Text shown

Sunday, January 10, 2016

NFL Wild Card Sunday

by JASmius



But enough of the AFC side of things, and on to the only game of the weekend that matters....



Sorry about this graphic, but do you have any idea how difficult it was to find a logo graphic showing us as the visitors and Minnesota as the home team?  Ironic, actually, since, although it may have been years since we ventured to the "land o' lakes," this is our second trip there this season.

Unfortunately, the temperature at kickoff today is going to be some forty degrees colder than it was the last time, which may be the only edge the NFC North champs will have in today's rematch of the 38-7 blasting Seattle laid on the Vikes a month ago.  Indeed, I imagine that the conditions will help ensure a closer game, but not a different result.

Given material
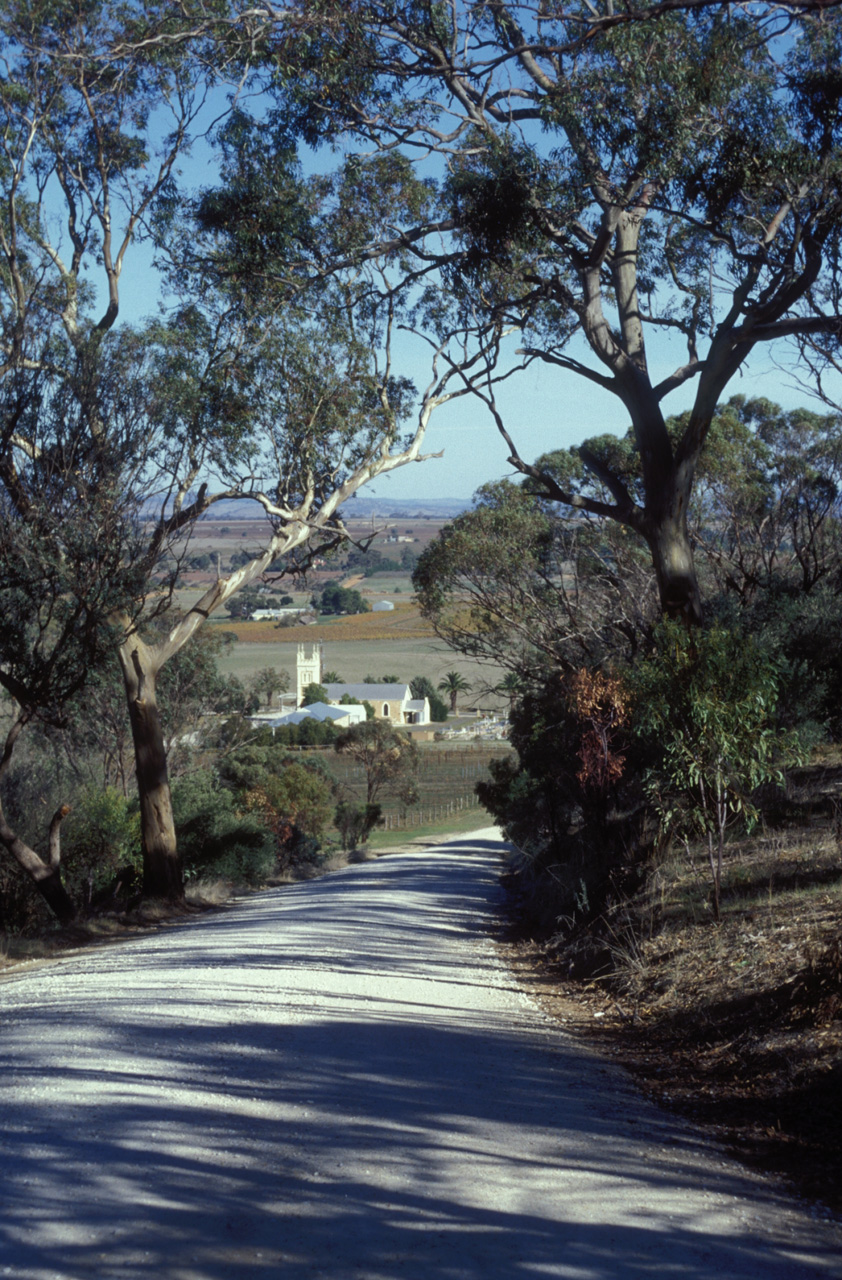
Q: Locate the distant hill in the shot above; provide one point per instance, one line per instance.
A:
(376, 508)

Task description
List every name or descriptive phrase the football post uses for Minnesota or its team. The listing above was collected separately and is not connected to the football post.

Output of the exercise
- Minnesota
- the "land o' lakes"
- the NFC North champs
- the Vikes